Some officials want to go back. In a recent New York Times NYT -0.26% opinion article, New York Attorney General Eric Schneiderman acknowledged that technology moves at a faster pace than laws can keep up. But instead of waiting to see if new rules are needed, he argues: "The only question is how long it will take for these cyber cowboys to realize that working with the sheriffs is both good business and the right thing to do."
Mr. Schneiderman has targeted Airbnb, an online service that lets users easily rent homes or apartments for short-term stays, giving travelers a new option. The hotel industry, concerned about being disrupted, is lobbying hard to kill the upstart. Mr. Schneiderman went to court demanding the names of people who rent out their homes to see if they violate any laws. Airbnb objects to this fishing expedition. With a valuation in the billions, the Silicon Valley company can afford lawyers to protect its customers, but costly regulatory overreach will inevitably suppress new startups from trying to compete.
Like Airbnb, mobile-phone app Uber creates a marketplace directly linking buyers and sellers—in its case, passengers and drivers—outside the ornate regulations of analog-era municipal taxi commissions. Brussels, Seattle and Miami have banned or strictly limited Uber cars. New York's Mr. Schneiderman objects to the company's practice of pricing more when demand is heavy. The alternative is severely restricted supply, as anyone knows who has tried to hail a cab in the rain.

EXERCISES TO COMPLETE:
1. In the passage on Airbnb and Uber, what did Mr. Schneiderman demand in court?
2. Proceed with the passage on Airbnb and Uber from its last sentence.
The rows are unrelated to the passage above.

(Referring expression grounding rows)
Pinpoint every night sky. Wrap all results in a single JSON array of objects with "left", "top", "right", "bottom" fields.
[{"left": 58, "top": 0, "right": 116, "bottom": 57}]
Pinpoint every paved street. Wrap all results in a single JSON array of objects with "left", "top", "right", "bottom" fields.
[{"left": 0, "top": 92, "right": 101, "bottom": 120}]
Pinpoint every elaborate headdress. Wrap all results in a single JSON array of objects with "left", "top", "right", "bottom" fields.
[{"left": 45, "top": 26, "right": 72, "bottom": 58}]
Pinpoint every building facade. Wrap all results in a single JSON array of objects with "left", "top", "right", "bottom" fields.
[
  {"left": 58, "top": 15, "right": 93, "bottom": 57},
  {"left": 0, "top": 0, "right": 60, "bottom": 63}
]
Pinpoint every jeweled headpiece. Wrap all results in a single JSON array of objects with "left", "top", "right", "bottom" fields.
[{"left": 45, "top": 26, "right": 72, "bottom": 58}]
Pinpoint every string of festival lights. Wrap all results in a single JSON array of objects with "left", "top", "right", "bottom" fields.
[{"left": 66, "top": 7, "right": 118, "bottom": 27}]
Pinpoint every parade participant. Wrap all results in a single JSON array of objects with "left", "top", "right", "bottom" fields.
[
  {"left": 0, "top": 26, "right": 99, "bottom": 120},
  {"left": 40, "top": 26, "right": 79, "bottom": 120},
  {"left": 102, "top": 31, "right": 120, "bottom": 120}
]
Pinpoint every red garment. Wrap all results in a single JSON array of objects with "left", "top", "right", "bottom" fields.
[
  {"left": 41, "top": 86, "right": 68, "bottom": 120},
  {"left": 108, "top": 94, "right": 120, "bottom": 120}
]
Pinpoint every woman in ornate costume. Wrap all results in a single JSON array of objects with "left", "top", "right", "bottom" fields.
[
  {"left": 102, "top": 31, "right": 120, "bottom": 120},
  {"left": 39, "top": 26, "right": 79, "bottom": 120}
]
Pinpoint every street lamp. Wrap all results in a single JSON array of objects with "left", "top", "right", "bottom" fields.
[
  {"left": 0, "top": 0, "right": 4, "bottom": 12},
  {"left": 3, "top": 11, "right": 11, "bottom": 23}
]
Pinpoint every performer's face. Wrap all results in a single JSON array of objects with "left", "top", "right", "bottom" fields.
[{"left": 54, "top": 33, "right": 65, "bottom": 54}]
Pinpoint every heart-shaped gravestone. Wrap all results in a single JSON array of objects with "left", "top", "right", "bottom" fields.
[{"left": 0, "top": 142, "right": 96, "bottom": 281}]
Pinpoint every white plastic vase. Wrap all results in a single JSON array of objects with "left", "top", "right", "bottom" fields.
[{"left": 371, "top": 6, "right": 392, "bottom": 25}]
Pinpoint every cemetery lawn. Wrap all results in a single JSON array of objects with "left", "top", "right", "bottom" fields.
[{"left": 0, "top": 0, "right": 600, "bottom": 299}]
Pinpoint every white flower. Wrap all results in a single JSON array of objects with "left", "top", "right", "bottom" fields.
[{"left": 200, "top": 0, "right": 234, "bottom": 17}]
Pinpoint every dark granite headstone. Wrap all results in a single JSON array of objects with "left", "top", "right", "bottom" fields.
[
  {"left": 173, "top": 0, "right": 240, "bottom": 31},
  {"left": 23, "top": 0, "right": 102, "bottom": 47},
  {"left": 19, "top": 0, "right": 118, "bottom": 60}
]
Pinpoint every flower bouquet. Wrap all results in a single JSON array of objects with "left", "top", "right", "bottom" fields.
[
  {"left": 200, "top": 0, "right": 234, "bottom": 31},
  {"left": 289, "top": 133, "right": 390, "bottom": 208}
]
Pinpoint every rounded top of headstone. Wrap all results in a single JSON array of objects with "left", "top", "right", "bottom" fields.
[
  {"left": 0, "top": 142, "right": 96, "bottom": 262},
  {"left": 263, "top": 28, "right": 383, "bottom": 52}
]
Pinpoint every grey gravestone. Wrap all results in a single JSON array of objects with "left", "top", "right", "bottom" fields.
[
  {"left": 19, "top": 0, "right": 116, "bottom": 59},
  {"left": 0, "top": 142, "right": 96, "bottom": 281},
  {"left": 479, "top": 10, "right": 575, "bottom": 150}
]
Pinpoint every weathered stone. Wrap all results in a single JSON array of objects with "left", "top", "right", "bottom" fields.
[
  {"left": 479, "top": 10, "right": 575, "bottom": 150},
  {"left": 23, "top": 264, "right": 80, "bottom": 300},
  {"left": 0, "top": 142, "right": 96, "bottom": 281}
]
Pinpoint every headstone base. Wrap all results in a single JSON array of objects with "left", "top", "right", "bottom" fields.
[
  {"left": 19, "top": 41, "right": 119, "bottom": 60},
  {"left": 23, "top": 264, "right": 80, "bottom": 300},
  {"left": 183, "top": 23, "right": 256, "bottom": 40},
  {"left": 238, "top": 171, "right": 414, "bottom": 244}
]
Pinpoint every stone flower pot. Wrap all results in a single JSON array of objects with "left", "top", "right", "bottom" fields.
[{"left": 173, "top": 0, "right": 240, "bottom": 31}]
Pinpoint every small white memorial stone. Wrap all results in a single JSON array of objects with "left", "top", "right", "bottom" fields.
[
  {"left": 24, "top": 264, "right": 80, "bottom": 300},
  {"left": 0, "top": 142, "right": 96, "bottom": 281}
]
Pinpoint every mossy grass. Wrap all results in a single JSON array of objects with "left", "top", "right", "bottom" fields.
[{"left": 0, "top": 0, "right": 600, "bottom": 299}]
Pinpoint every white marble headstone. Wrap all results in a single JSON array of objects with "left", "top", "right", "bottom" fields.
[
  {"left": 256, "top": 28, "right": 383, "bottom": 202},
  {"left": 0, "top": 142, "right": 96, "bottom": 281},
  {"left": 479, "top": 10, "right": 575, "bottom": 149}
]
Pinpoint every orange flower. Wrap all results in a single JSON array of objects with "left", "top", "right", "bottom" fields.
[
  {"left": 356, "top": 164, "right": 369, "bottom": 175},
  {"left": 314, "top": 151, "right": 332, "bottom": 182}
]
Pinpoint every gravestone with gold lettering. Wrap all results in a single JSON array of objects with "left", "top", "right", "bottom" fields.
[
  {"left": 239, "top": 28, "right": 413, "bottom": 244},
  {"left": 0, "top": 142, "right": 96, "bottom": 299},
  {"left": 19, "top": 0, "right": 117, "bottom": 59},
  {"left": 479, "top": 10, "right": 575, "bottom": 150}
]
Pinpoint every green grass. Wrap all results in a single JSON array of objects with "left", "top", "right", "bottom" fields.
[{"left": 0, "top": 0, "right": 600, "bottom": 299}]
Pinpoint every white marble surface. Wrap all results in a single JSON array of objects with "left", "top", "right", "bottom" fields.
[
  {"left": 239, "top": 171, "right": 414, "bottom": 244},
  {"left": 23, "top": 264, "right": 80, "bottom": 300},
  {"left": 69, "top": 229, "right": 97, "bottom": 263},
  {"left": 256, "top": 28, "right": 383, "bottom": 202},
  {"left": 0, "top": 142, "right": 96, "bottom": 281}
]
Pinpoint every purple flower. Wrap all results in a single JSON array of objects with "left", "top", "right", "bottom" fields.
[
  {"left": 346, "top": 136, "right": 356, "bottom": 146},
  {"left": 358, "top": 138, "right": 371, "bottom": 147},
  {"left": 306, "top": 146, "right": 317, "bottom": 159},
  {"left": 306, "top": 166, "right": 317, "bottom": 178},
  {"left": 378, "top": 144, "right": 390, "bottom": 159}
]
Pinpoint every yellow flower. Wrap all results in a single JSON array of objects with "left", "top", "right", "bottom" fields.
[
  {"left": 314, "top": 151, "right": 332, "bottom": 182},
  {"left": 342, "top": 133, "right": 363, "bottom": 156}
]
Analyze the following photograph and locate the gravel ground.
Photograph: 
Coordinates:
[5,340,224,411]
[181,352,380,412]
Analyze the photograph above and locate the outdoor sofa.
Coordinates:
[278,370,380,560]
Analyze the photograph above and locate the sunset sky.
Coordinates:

WRITTEN ANSWERS:
1. He demanded the names of people who rent out their homes, to see if they violate any laws.

2.
The drone industry in the U.S. has been grounded because the Federal Aviation Administration has banned commercial use of drones pending new regulations. Meanwhile, countries such as Canada and Australia encourage drones. "As American regulators struggle to come up with a rulebook for the fast-moving industry," Toronto's Globe and Mail bragged recently, "Canada has emerged as perhaps the center of commercial drone technology—from Ontario farmlands to Alberta's oil sands."
Other examples include the Food and Drug Administration's scrutiny of 23andMe's marketing, which forced the company to stop offering health data from its at-home $99 genetics-analysis kit, and prohibitions against selling self-driving cars, which have left the U.S. in the dust behind less regulated Europe.
In his book, Mr. Thierer argues that regulations should be the last resort. The common law provides remedies for innovations that inadvertently cause harm without imposing prior restraint on innovation: "Under tort law, instead of asking for permission to introduce a potentially dangerous product, a firm must pay for the damages its dangerous product creates if it is found liable." If someone flies a drone recklessly or with a mounted camera that violates "peeping Tom" privacy laws, victims can sue for damages. Likewise, traditional contract law protects users of Airbnb and Uber to ensure that the services are honest.
The hardest thing for government regulators to do is to regulate less, which is why the development of the open-innovation Internet was a rare achievement. The regulation the digital economy needs most now is for permissionless innovation to become the default law of the land, not the exception.